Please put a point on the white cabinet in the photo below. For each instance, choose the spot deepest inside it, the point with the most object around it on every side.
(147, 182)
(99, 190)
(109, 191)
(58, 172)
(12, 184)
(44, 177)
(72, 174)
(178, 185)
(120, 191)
□ □ □ □
Print, exactly as written, each record in the listing above.

◆ Solution to the exercise ◆
Please put a point on the white cabinet in the photo below. For each instance, choose the spot deepest inside it, the point with the most object around it on every side.
(147, 182)
(99, 190)
(109, 191)
(58, 172)
(12, 184)
(44, 177)
(72, 174)
(178, 185)
(120, 191)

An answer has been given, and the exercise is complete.